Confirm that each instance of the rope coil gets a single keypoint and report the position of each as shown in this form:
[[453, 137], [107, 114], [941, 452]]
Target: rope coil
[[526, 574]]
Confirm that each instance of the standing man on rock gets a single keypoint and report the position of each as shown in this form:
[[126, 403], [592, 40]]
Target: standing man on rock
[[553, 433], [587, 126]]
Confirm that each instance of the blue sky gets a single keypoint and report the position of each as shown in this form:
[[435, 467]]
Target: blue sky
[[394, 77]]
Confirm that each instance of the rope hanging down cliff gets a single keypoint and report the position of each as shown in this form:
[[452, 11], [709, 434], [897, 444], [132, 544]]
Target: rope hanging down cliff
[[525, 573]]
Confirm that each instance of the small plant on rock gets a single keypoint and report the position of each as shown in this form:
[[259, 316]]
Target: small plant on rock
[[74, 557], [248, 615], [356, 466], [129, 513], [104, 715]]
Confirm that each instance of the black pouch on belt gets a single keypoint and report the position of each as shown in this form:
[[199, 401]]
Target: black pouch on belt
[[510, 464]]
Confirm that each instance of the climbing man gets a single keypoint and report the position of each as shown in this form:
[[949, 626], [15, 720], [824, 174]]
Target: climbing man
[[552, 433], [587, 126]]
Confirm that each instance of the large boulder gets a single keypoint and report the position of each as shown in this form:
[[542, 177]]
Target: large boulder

[Requirements] Rewrite the listing above with every "keypoint" changed to "point", leaving all else the same.

[Solution for this task]
Confirm that each instance of the rope coil gets a single point and report the position of each as shown in this form:
[[453, 137], [107, 114], [941, 452]]
Target: rope coil
[[526, 574]]
Confirm that each instance of the standing man on rock gets a single point and report the position of each as shown in this form:
[[126, 403], [592, 40]]
Target: standing man on rock
[[553, 433], [587, 126]]
Confirm that each instance of the blue sky gets a single point and report the position of each as shown in this form:
[[435, 467]]
Target: blue sky
[[394, 77]]
Confirm that each instance of the rope hanging down cliff gets a single point and report the position of each as shown in this form:
[[452, 11], [709, 434], [897, 444], [132, 544]]
Target: rope hanging down cliff
[[525, 573]]
Confirm that each instance of the small plant on rock gets a single point and report the position of each as shown in this form:
[[259, 316]]
Target: small plant on rock
[[74, 557], [248, 615], [356, 466], [129, 513], [104, 715]]
Confirm that each instance of the black pouch on belt gets a single point and report the position of each as shown in this form:
[[199, 401]]
Target: black pouch on belt
[[510, 464]]
Confirm that each instance of the climbing man gets a single point and report the position of each as shown in this form:
[[949, 626], [15, 720], [824, 174]]
Target: climbing man
[[552, 433], [587, 126]]
Confirm that each instance of the large boulder gets a single point and report the position of each as shown in this form:
[[542, 177]]
Target: large boulder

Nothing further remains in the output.